**Named-object pointing records**:
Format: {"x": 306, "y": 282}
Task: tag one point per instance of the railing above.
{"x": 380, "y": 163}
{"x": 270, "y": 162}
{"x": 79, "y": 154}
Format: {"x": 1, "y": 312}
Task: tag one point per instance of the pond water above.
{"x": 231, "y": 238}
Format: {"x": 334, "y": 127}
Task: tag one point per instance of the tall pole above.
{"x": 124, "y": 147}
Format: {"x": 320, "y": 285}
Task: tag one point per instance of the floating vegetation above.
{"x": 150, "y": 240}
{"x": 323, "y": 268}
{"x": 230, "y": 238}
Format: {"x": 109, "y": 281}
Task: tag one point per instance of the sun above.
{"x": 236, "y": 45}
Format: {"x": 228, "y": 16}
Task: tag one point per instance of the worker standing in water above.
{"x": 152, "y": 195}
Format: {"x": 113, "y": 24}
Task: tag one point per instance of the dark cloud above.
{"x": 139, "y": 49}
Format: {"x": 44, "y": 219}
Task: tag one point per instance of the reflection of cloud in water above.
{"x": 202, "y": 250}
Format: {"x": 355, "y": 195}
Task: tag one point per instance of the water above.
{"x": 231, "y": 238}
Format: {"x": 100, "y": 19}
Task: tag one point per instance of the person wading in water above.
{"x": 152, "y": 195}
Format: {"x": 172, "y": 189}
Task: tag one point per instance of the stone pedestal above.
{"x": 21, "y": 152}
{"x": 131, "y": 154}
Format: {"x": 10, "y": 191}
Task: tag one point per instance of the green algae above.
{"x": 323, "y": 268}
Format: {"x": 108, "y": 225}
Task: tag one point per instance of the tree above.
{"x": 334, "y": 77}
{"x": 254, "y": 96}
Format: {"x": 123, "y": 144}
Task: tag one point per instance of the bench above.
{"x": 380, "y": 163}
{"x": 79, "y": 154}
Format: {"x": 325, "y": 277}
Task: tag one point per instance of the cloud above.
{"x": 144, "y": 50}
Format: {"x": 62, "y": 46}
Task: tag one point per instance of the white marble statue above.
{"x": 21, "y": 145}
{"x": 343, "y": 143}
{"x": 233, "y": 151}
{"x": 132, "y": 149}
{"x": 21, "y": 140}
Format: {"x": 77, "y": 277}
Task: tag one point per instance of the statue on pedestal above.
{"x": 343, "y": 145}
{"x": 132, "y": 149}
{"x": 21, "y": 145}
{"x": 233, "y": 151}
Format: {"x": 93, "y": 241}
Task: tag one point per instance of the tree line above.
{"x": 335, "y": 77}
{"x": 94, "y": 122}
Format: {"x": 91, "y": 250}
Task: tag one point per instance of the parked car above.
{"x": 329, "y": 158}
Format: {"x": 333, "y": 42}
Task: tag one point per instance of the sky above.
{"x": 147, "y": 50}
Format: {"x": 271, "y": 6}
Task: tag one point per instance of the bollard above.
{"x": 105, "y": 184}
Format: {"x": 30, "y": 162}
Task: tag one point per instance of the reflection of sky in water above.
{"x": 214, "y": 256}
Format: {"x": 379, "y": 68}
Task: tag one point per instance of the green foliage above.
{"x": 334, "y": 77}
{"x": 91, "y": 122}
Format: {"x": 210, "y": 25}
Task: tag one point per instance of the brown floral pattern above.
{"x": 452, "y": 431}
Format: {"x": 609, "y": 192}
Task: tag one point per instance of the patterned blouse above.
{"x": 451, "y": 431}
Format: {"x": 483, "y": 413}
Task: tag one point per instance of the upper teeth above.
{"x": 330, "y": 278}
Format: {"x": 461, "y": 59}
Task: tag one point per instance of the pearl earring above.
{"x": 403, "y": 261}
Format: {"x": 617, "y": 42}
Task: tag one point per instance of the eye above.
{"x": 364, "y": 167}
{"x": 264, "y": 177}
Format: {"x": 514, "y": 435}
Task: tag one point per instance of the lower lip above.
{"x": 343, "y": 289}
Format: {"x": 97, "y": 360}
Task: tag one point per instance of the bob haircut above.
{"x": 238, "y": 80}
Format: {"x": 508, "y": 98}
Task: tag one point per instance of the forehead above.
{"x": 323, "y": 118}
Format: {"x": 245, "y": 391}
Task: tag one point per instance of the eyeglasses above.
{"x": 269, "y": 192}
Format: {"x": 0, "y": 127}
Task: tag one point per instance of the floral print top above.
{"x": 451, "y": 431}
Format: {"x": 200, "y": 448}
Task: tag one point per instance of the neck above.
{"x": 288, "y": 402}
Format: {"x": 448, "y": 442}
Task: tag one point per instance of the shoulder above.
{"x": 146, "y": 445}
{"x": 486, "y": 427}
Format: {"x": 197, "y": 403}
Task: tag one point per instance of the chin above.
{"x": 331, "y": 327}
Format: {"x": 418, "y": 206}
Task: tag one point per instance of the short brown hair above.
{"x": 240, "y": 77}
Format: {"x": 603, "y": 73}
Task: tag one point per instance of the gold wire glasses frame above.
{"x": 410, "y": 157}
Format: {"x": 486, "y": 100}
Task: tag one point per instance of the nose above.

**WRITTEN PROBLEM**: Write out the whole listing exactly.

**COMPLETED EXERCISE**:
Format: {"x": 306, "y": 282}
Task: tag one point per instance of the railing above.
{"x": 380, "y": 163}
{"x": 270, "y": 162}
{"x": 79, "y": 154}
Format: {"x": 1, "y": 312}
Task: tag one point per instance of the pond water above.
{"x": 231, "y": 238}
Format: {"x": 334, "y": 127}
Task: tag one point per instance of the tall pole above.
{"x": 124, "y": 147}
Format: {"x": 320, "y": 285}
Task: tag one point per instance of the floating vegetation above.
{"x": 150, "y": 240}
{"x": 323, "y": 268}
{"x": 230, "y": 238}
Format: {"x": 109, "y": 281}
Task: tag one point per instance of the sun above.
{"x": 236, "y": 45}
Format: {"x": 228, "y": 16}
Task: tag one point per instance of the worker standing in water above.
{"x": 152, "y": 195}
Format: {"x": 113, "y": 24}
Task: tag one point per instance of the dark cloud above.
{"x": 139, "y": 49}
Format: {"x": 44, "y": 219}
Task: tag one point per instance of the reflection of cloud in water above.
{"x": 202, "y": 250}
Format: {"x": 355, "y": 195}
Task: tag one point per instance of the water above.
{"x": 231, "y": 238}
Format: {"x": 100, "y": 19}
Task: tag one point per instance of the person wading in water above.
{"x": 152, "y": 195}
Format: {"x": 172, "y": 189}
Task: tag one point per instance of the stone pedestal above.
{"x": 21, "y": 152}
{"x": 131, "y": 154}
Format: {"x": 10, "y": 191}
Task: tag one point per instance of the green algae above.
{"x": 323, "y": 268}
Format: {"x": 108, "y": 225}
Task: tag one point per instance of the tree above.
{"x": 334, "y": 77}
{"x": 254, "y": 96}
Format: {"x": 123, "y": 144}
Task: tag one point per instance of the bench above.
{"x": 380, "y": 163}
{"x": 79, "y": 154}
Format: {"x": 325, "y": 277}
Task: tag one point per instance of the cloud above.
{"x": 144, "y": 50}
Format: {"x": 62, "y": 46}
Task: tag one point per instance of the white marble statue above.
{"x": 21, "y": 145}
{"x": 343, "y": 143}
{"x": 233, "y": 151}
{"x": 132, "y": 149}
{"x": 21, "y": 140}
Format: {"x": 77, "y": 277}
Task: tag one point per instance of the statue on pedestal above.
{"x": 343, "y": 145}
{"x": 132, "y": 149}
{"x": 21, "y": 145}
{"x": 233, "y": 151}
Format: {"x": 93, "y": 241}
Task: tag one point per instance of the tree line above.
{"x": 335, "y": 77}
{"x": 94, "y": 122}
Format: {"x": 91, "y": 250}
Task: tag one point per instance of the parked car above.
{"x": 329, "y": 158}
Format: {"x": 333, "y": 42}
Task: tag one point per instance of the sky above.
{"x": 147, "y": 50}
Format: {"x": 271, "y": 6}
Task: tag one point per instance of the bollard above.
{"x": 105, "y": 184}
Format: {"x": 30, "y": 162}
Task: tag one point per instance of the reflection of sky in water above.
{"x": 214, "y": 256}
Format: {"x": 379, "y": 68}
Task: tag one point per instance of the green foliage above.
{"x": 334, "y": 77}
{"x": 91, "y": 122}
Format: {"x": 210, "y": 25}
Task: tag one point per instance of the brown floral pattern above.
{"x": 452, "y": 431}
Format: {"x": 609, "y": 192}
Task: tag one point per instance of the patterned blouse above.
{"x": 451, "y": 431}
Format: {"x": 483, "y": 413}
Task: tag one point per instance of the upper teeth above.
{"x": 330, "y": 278}
Format: {"x": 461, "y": 59}
Task: tag one point per instance of the pearl earring above.
{"x": 403, "y": 261}
Format: {"x": 617, "y": 42}
Task: tag one point per instance of the eye above.
{"x": 364, "y": 167}
{"x": 264, "y": 177}
Format: {"x": 514, "y": 435}
Task: tag one point per instance of the lower lip above.
{"x": 343, "y": 289}
Format: {"x": 97, "y": 360}
Task: tag one point per instance of the bob haircut above.
{"x": 238, "y": 80}
Format: {"x": 508, "y": 98}
Task: tag one point per instance of the forehead above.
{"x": 323, "y": 118}
Format: {"x": 245, "y": 391}
Task: tag one point per instance of the eyeglasses above.
{"x": 269, "y": 192}
Format: {"x": 0, "y": 127}
Task: tag one point per instance of the floral print top above.
{"x": 451, "y": 431}
Format: {"x": 200, "y": 448}
Task: tag one point per instance of the neck above.
{"x": 288, "y": 402}
Format: {"x": 448, "y": 442}
Task: tag one point per instance of the shoulder above.
{"x": 146, "y": 445}
{"x": 486, "y": 427}
Format: {"x": 197, "y": 403}
Task: tag one point per instance of the chin above.
{"x": 331, "y": 327}
Format: {"x": 418, "y": 206}
Task: tag one point per instance of the short brown hair above.
{"x": 240, "y": 77}
Format: {"x": 603, "y": 73}
Task: tag one point per instance of the gold wire glasses frame above.
{"x": 410, "y": 157}
Format: {"x": 486, "y": 100}
Task: tag one point per instance of the nose above.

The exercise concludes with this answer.